Recast every line of the entries below as a Markdown table with the columns "Row" and "Entry line," numbering each row and skipping blank lines.

*** Information provided ***

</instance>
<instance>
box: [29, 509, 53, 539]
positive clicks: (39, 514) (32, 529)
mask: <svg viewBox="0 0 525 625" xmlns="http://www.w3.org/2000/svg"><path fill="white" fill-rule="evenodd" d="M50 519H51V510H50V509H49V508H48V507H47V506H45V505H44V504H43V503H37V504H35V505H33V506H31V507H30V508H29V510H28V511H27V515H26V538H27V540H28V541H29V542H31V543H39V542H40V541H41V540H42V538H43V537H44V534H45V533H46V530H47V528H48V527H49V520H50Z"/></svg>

*** End of Information provided ***

* Reply
| Row | Entry line |
|---|---|
| 1 | </instance> |
| 2 | <instance> |
| 3 | box: [29, 509, 53, 539] |
| 4 | positive clicks: (39, 514) (32, 529) |
| 5 | mask: <svg viewBox="0 0 525 625" xmlns="http://www.w3.org/2000/svg"><path fill="white" fill-rule="evenodd" d="M50 519H51V510H50V509H49V508H48V507H47V506H45V505H44V504H43V503H37V504H35V505H33V506H31V507H30V508H29V510H28V511H27V515H26V538H27V540H28V541H29V542H31V543H39V542H40V541H41V540H42V538H43V537H44V534H45V533H46V530H47V528H48V527H49V520H50Z"/></svg> |